**Provided records:**
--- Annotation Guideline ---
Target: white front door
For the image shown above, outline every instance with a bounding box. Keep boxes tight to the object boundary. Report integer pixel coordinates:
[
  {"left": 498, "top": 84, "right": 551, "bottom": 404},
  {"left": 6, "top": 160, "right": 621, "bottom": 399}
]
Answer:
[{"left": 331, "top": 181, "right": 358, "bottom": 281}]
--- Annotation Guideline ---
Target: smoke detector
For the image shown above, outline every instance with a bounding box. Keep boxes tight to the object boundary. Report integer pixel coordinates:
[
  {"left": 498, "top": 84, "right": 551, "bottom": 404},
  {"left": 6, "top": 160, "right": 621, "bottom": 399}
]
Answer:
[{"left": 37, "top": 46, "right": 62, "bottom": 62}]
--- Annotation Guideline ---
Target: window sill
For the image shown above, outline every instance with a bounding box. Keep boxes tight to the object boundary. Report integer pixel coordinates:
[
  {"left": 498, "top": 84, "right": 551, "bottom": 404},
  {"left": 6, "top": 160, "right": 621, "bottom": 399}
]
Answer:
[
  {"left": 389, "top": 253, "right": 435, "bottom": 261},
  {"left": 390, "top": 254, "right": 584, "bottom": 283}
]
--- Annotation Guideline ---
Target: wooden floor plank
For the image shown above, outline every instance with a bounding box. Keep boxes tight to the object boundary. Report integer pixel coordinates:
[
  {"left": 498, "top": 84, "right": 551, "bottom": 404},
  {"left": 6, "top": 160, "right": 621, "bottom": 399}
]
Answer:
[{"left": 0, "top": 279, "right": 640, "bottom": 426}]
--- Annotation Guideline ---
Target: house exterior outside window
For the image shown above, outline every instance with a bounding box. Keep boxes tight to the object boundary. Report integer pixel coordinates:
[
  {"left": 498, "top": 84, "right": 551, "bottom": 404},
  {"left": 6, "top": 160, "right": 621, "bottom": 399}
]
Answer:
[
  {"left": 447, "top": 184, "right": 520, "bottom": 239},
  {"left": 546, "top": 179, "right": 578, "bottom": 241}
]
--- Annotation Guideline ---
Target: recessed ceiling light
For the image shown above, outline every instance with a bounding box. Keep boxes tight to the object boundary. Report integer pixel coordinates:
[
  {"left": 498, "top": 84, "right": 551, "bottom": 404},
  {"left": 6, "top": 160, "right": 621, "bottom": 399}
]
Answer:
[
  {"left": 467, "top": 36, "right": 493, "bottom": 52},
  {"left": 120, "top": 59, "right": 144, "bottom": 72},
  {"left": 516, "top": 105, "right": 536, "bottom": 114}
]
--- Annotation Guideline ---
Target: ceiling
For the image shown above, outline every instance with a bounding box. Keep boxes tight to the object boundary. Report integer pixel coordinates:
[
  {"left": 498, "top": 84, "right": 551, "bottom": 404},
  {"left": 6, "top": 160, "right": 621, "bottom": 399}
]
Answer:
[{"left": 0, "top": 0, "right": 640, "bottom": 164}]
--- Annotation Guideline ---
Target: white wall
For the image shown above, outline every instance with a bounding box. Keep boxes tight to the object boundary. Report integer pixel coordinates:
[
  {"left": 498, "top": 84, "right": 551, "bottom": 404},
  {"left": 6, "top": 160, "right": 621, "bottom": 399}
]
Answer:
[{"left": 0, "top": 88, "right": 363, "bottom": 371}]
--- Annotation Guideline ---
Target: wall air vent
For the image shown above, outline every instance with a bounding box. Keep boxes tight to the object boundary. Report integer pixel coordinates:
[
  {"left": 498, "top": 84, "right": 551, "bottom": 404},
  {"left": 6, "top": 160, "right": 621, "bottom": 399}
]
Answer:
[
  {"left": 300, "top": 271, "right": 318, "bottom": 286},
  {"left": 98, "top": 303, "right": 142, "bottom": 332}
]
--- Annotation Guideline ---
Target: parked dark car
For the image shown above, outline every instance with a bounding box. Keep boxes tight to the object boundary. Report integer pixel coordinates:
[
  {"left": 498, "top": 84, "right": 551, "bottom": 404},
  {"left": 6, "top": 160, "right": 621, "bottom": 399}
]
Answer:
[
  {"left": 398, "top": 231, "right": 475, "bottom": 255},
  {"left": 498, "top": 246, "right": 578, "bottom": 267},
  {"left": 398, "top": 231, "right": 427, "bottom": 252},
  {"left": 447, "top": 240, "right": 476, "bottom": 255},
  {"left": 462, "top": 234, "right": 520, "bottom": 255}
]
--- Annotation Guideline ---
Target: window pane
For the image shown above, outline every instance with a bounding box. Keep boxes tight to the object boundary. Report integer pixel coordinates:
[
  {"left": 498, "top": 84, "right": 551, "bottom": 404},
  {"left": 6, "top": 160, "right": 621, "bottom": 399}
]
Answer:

**Work to complete:** The records above need to be transcribed in full. Keep every character unchanged.

**Full solution:**
--- Annotation Guideline ---
Target: white front door
For the image shown above, outline every instance with a bounding box. Keep boxes tight to the object boundary. Report integer pixel coordinates:
[
  {"left": 498, "top": 84, "right": 551, "bottom": 404},
  {"left": 6, "top": 160, "right": 621, "bottom": 399}
]
Answer:
[{"left": 331, "top": 181, "right": 358, "bottom": 281}]
--- Annotation Guideline ---
Target: smoke detector
For the image shown above, outline every instance with a bounding box. Keep boxes tight to the object boundary. Report integer pixel coordinates:
[
  {"left": 498, "top": 84, "right": 551, "bottom": 404},
  {"left": 6, "top": 160, "right": 621, "bottom": 399}
]
Answer:
[{"left": 37, "top": 46, "right": 62, "bottom": 62}]
--- Annotation Guideline ---
Target: window sill
For the image shown above, outline every instance with a bounding box. Keep boxes tight to the object boundary. Report integer pixel coordinates:
[
  {"left": 498, "top": 84, "right": 551, "bottom": 404},
  {"left": 6, "top": 160, "right": 621, "bottom": 399}
]
Answer:
[
  {"left": 389, "top": 253, "right": 435, "bottom": 261},
  {"left": 390, "top": 254, "right": 584, "bottom": 283}
]
--- Annotation Guideline ---
Target: wooden floor plank
For the image shown above, outline every instance with a bounding box. Keep boxes tight to the object boundary. Report integer pixel coordinates:
[
  {"left": 498, "top": 84, "right": 551, "bottom": 404},
  {"left": 6, "top": 160, "right": 621, "bottom": 399}
]
Answer:
[{"left": 0, "top": 279, "right": 640, "bottom": 426}]
--- Annotation Guideline ---
Target: house exterior outside window
For the image shown above, outline every instance with a bounding box. Keep boxes tight to the object boundary. Report integer pixel coordinates:
[
  {"left": 498, "top": 84, "right": 551, "bottom": 404},
  {"left": 6, "top": 160, "right": 621, "bottom": 399}
]
Answer:
[
  {"left": 447, "top": 184, "right": 520, "bottom": 239},
  {"left": 546, "top": 179, "right": 578, "bottom": 241}
]
--- Annotation Guideline ---
Target: recessed ceiling light
For the image shown above, outline every instance with a bounding box. Keep boxes tight to the object boundary. Report integer pixel coordinates:
[
  {"left": 498, "top": 84, "right": 551, "bottom": 404},
  {"left": 6, "top": 160, "right": 621, "bottom": 399}
]
Answer:
[
  {"left": 467, "top": 36, "right": 493, "bottom": 52},
  {"left": 120, "top": 59, "right": 144, "bottom": 72},
  {"left": 516, "top": 105, "right": 536, "bottom": 114}
]
--- Annotation Guideline ---
Target: ceiling
For the image shown above, outline every instance with a bounding box. Keep boxes tight to the object boundary. Report integer pixel coordinates:
[
  {"left": 498, "top": 84, "right": 551, "bottom": 404},
  {"left": 6, "top": 160, "right": 621, "bottom": 399}
]
Answer:
[{"left": 0, "top": 0, "right": 640, "bottom": 164}]
--- Annotation Guideline ---
Target: white wall
For the image shown above, outline every instance with a bounding box. Keep boxes tight to the object boundary. Report integer pixel coordinates:
[
  {"left": 498, "top": 84, "right": 551, "bottom": 404},
  {"left": 6, "top": 160, "right": 621, "bottom": 399}
]
Answer:
[{"left": 0, "top": 88, "right": 363, "bottom": 371}]
--- Annotation Guideline ---
Target: wall air vent
For the image shown above, outline every instance with a bounding box. Keep boxes tight to the object boundary. Report integer pixel coordinates:
[
  {"left": 498, "top": 84, "right": 551, "bottom": 404},
  {"left": 6, "top": 160, "right": 621, "bottom": 399}
]
Answer:
[
  {"left": 300, "top": 271, "right": 318, "bottom": 286},
  {"left": 98, "top": 303, "right": 142, "bottom": 332}
]
--- Annotation Guideline ---
Target: parked dark car
For the image shown above, outline every instance with a bounding box. Keep boxes tight to the object boundary. Report integer pixel coordinates:
[
  {"left": 498, "top": 84, "right": 551, "bottom": 404},
  {"left": 6, "top": 160, "right": 621, "bottom": 399}
]
Answer:
[
  {"left": 398, "top": 231, "right": 475, "bottom": 255},
  {"left": 498, "top": 246, "right": 578, "bottom": 267},
  {"left": 398, "top": 231, "right": 427, "bottom": 252},
  {"left": 447, "top": 240, "right": 476, "bottom": 255},
  {"left": 462, "top": 234, "right": 520, "bottom": 255}
]
--- Annotation Guideline ---
Target: window pane
For the image shown above, outline every instance with a bounding box. Keep boxes tight to the object boundary. Report integer pixel coordinates:
[
  {"left": 498, "top": 84, "right": 551, "bottom": 404},
  {"left": 6, "top": 160, "right": 621, "bottom": 399}
]
Answer:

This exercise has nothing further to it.